Clinging to Water
by Joy Hewitt Mann
Boheme Press,
2000
Reviewed by Jonathan J. Sherer
Memories are more akin to water than we may first
realize. They are all at once real and tangible, but yet they stream in
and out of our consciousness like a bubbling brook over the stones of
our lives. That memories are beautifully tragic and fleeting is deftly
illustrated in Joy Hewitt Mann's short story collection, Clinging To
Water.
Water figures prominently in this collection, and its
life-giving properties are alluded to in each of the stories. Most of
the stories are constructed in a dreamy narrative about the loss of a
loved one. In "Song of the Sea" a young woman confronts her
father and his abandonment for the sea after returning home for the
funeral of her mother. In "The Hand of the Robot" a caregiver
rediscovers his own value after his father's death while caring for an
elderly woman. In "Fly Away Home" a friend comes to terms with
his relationship of a cripple's suicide. In "All About Maggie"

■ Given information ■
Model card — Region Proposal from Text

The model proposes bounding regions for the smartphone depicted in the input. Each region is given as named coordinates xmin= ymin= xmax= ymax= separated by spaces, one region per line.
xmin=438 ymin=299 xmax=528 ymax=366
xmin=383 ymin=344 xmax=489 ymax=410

■ Task objective ■
Pick up the review of Clinging to Water where it stops, continuing it after the data.

■ Output below ■
a husband realizes how little he really knew about his departed wife. In
"Butthead and Bea" a young man remembers his tough older
sister.
Most of Mann's stories revolve around the
relationships of our dearly departed, but they are not limited to family
- characters include a raccoon in "Raising the Dead" and a
palsied loner living in the woods in "Peter
Pan in Bedlam." Her stories are fleeting, like our memories
tend to be, but there is a yearning to linger a little longer with these
characters as they begin to heal.
Trying to cling to water, to contain it, is impossible
to do, as is our ability to suppress our memories and feelings of our
fragile life. Clinging To Water will leave you clinging to your
own memories, and cradling your dreams, never allowing you to forget
that you are not alone.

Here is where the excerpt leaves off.